*Exercise task*
Pull out each line of the items below that contains the string "query", matching case exactly.

[Data records]
++++++++++

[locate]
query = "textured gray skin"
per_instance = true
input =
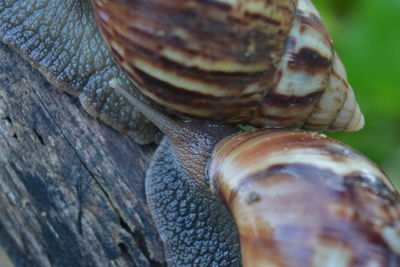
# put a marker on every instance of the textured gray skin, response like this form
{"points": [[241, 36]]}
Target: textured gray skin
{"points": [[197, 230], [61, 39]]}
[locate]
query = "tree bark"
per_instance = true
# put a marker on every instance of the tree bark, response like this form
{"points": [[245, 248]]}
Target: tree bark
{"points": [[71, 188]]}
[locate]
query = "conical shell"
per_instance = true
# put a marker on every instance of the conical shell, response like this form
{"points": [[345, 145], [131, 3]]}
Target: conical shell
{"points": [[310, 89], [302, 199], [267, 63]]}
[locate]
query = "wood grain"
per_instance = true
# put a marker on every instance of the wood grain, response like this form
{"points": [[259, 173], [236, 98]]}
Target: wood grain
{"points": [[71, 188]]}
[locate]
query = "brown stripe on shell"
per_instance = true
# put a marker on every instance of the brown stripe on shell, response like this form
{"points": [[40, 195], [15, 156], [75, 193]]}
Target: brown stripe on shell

++++++++++

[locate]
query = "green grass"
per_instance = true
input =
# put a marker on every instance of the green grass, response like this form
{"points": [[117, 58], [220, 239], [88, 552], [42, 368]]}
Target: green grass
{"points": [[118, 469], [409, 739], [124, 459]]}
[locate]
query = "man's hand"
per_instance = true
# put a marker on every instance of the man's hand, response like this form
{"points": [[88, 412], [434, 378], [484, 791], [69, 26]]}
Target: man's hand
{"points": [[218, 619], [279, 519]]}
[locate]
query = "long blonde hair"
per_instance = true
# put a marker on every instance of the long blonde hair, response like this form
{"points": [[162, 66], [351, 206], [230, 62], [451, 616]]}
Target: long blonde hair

++++++++++

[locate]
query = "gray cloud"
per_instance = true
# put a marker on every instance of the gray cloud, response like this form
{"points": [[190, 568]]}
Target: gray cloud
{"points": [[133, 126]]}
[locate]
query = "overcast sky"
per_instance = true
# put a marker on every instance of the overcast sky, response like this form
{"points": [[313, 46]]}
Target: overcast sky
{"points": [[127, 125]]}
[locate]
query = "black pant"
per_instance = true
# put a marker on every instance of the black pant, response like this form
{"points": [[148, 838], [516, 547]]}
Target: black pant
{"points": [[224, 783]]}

++++++++++

*Right answer*
query = "textured gray skin"
query = "tree bark"
query = "conical shell"
query = "wood grain"
query = "brown stripe on shell"
query = "green grass"
query = "man's hand"
query = "long blonde hair"
query = "gray cloud"
query = "overcast sky"
query = "black pant"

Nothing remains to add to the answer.